## Requirement
Rewrite all the lines below, changing "in this photo" to "in this image" wherever it appears and leaving everything else as it is. Omit the pictures from your answer.

## Stored dataset lines
· · · ·

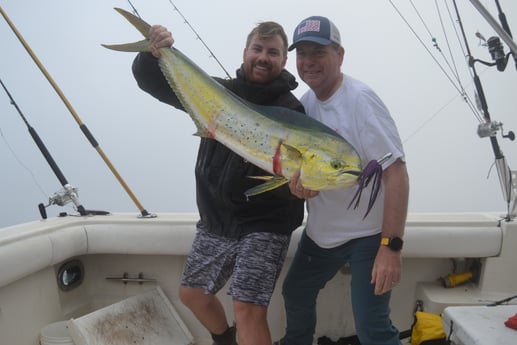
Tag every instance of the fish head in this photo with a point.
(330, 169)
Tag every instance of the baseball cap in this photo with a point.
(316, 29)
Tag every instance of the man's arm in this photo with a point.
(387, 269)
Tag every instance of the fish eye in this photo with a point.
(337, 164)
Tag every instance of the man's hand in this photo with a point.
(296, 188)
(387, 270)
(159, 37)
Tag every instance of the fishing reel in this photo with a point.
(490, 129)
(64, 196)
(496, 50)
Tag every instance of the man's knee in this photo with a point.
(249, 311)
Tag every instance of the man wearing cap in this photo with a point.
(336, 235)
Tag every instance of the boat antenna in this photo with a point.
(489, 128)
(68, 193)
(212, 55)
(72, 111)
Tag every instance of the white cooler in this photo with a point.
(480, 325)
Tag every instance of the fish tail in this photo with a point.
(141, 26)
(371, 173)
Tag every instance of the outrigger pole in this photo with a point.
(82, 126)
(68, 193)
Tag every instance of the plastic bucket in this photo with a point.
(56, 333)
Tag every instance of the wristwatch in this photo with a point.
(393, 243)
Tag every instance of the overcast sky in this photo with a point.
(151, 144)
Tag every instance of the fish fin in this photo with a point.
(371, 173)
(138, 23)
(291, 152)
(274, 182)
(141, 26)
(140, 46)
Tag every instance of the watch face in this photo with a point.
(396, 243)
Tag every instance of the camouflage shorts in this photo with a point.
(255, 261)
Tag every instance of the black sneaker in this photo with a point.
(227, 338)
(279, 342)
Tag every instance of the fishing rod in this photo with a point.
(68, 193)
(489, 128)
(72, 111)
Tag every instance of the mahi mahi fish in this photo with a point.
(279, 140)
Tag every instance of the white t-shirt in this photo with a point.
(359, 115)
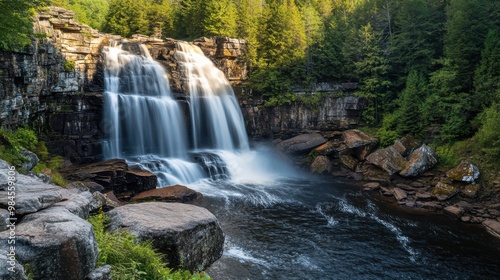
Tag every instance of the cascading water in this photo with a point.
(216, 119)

· · · ·

## Solution for this exercise
Tag every instance of the fish head in this image with a point.
(330, 169)
Tag every instance of the baseball cap in this image with a point.
(316, 29)
Tag every instance of the man's arm in this image with a point.
(387, 269)
Tag every instance of the fish eye in this image with a point.
(337, 164)
Tag every instance of the man's hand in this image with a point.
(296, 188)
(387, 270)
(159, 37)
Tag every instance of the fishing reel in this image with a point.
(490, 129)
(64, 196)
(496, 50)
Tag every instance of the man's knee in this image with a point.
(249, 311)
Tag every instance of the man wearing cap in this image with a point.
(336, 235)
Tag every instance of the boat antenna in this image with a point.
(489, 128)
(68, 193)
(212, 55)
(72, 111)
Tag every instance of the white cooler in this image with a point.
(480, 325)
Tag every instance of the fish tail in this image with a point.
(141, 26)
(371, 173)
Tag every instance of the outrigger pole in this image with a point.
(82, 126)
(68, 193)
Tag every instance of the plastic bucket in this image with a point.
(56, 333)
Tag every instance of the wristwatch in this image with a point.
(393, 243)
Tag every instance of the overcast sky in this image with a point.
(151, 144)
Tag every instance of the fish fin in this image with a point.
(371, 173)
(138, 23)
(291, 152)
(274, 182)
(141, 26)
(140, 46)
Tag every instance of the watch face in this image with a point.
(396, 243)
Tag every instance of the camouflage shorts in this image with a point.
(255, 261)
Tag every instance of the black sneaker in this image with a point.
(227, 338)
(279, 342)
Tag every instance of the fishing rod in this image with a point.
(68, 193)
(489, 128)
(72, 111)
Tag every instance of the mahi mahi fish in this image with a point.
(279, 140)
Tag every instance of the white t-shirt in this image with a point.
(359, 115)
Tag every instance of the cascading water in this image with a point.
(216, 119)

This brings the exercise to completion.